Your Past Does Not Determine Your Future But Your Actions Do

As I reflect on the past I am bombarded with many questions and emotions. Where did I come from? Who are my people? and Where do I belong?

Adoption and separation from family leaves an emptiness you can’t explain and if you have been there then you will understand. It doesn’t define who I am but it does have an emotional effect.  Most families have parents and grandparents and they know where they came from. Knowing your family history is very common for some. How important is this in your life? Does it matter who your people are?

My son recently did the DNA testing on Ancestry just for fun to see what his heritage is because like me his father was absent from his life. Can I tell you it is pretty exciting to find out where you come from? Some people say “We all have ancestors that came over on the boat at some point in time”. Yes this is true but to actually trace your ancestors down to specific people who you can read about and “get to know” if you will, is pretty interesting to me. So my kids gave me the test for Christmas. I have been tracing my people on Ancestry. I have surprisingly found relatives that I have spoken to. Relatives that are from the people that abandoned us years ago. I am surprised at how emotional it has been. Finding out what your Heritage is provides a completion of sorts. Throughout my life people have asked me what my Heritage was and I have only guessed from bits and pieces of information about my family. But now I know and it’s pretty exciting.

━━━━━━━━━━

→ Exercise A
Answer these about the essay on adoption and ancestry:
(i) Who in the writer's family took the Ancestry DNA test first?
(ii) How did the writer come to have a test?
(iii) Before testing, what did the writer base answers about heritage on?
→ Exercise B
Could you write the next part of the essay on adoption and ancestry, starting after its final sentence?

→ Material supplied

━━━━━━━━━━

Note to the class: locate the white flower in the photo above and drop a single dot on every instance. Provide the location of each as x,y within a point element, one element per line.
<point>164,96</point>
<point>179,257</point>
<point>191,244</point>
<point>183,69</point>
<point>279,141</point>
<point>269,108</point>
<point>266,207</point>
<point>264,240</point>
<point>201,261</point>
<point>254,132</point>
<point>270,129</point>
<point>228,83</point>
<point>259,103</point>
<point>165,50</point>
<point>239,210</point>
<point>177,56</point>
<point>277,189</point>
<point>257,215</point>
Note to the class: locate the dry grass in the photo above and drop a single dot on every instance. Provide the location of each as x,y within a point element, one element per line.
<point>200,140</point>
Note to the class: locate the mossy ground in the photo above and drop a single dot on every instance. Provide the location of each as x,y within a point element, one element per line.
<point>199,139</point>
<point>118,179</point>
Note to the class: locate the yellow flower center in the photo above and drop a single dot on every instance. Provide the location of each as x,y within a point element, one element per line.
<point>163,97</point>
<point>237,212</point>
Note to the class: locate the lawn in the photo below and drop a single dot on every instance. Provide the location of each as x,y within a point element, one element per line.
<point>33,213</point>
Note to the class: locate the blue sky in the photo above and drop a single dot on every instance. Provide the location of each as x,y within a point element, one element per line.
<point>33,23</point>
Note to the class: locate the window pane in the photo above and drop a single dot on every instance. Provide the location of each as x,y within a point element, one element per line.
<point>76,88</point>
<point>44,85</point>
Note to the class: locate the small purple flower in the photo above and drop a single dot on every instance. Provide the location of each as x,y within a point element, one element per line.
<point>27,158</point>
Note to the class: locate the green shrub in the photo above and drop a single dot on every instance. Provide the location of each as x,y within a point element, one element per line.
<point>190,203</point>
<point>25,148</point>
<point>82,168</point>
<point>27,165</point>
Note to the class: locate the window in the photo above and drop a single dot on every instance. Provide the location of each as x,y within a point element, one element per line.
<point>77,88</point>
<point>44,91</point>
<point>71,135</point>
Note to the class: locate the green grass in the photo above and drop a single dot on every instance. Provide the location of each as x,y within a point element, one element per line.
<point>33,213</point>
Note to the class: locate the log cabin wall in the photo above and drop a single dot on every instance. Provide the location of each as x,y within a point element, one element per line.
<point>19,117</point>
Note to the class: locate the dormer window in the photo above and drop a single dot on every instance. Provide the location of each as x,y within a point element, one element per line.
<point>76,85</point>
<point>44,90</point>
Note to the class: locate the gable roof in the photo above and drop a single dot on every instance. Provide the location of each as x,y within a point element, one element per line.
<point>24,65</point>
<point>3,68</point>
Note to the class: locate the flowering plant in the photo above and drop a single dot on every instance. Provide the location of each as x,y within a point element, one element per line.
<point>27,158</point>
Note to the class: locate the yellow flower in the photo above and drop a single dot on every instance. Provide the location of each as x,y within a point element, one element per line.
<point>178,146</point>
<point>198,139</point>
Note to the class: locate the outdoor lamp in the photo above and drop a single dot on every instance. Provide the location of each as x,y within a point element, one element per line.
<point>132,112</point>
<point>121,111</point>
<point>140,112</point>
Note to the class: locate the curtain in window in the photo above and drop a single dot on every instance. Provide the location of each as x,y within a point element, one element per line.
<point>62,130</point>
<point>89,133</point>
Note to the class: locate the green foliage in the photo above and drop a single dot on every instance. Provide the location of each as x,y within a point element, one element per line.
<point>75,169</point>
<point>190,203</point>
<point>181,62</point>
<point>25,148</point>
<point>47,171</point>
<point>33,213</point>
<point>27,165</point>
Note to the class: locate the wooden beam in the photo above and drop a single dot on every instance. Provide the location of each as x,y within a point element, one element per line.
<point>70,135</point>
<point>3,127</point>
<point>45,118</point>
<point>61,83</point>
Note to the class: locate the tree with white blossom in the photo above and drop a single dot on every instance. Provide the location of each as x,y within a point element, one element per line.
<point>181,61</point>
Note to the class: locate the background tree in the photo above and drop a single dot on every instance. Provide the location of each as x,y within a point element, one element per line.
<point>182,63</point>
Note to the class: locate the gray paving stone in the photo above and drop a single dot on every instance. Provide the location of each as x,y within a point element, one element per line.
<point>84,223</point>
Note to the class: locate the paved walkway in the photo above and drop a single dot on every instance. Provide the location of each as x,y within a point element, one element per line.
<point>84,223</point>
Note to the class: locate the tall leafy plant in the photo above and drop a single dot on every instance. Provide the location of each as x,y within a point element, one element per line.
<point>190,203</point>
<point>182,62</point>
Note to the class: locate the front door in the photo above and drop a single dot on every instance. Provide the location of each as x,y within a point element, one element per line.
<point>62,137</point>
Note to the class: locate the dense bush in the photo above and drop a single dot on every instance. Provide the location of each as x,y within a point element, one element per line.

━━━━━━━━━━

→ Expected output A
(i) The writer's son.
(ii) The writer's kids gave it as a Christmas gift.
(iii) Guesses from bits and pieces of information about the family.

→ Expected output B
People make decisions that affect generations. Think about that. The decisions you make will affect your people for generations. I want the abandonment to stop with me. I want my grandchildren and great-grandchildren and great great and so on and so on to know that they come from a long line of strong women that love fiercely and take their responsibility of raising their families seriously. I want to be like Esther. My past does not define me. My actions do. I can not be responsible for other family members actions but I can be responsible for my own. So, does where I came from matter? It depends on how far back you want to go. Me – I am a child of God. That’s what really matters. God created me for a purpose and it is my responsibility to find that purpose. My journey has been a rocky one and my lessons have been many.

I was 11 when I lost my great-grandmother on my mother’s side but I do remember her. I remember she loved to cook for her family. There was always food in the kitchen and I remember her always smiling. She loved her family fiercely. I wish that I had more time with her to learn more about where her passion came from. But I do know that part of her lives in me because I have that same passion and I have passed it on to my children and grandchildren. Oh and I do still have lots of family in my life that I love dearly and I love the time we spend together making memories of our own. I have not been completely abandoned. I don’t want to give the impression that my life is lonely and sad. I have so much to be thankful for and so many people in my life that I love and they love me. I am just searching for my purpose in this journey we call life.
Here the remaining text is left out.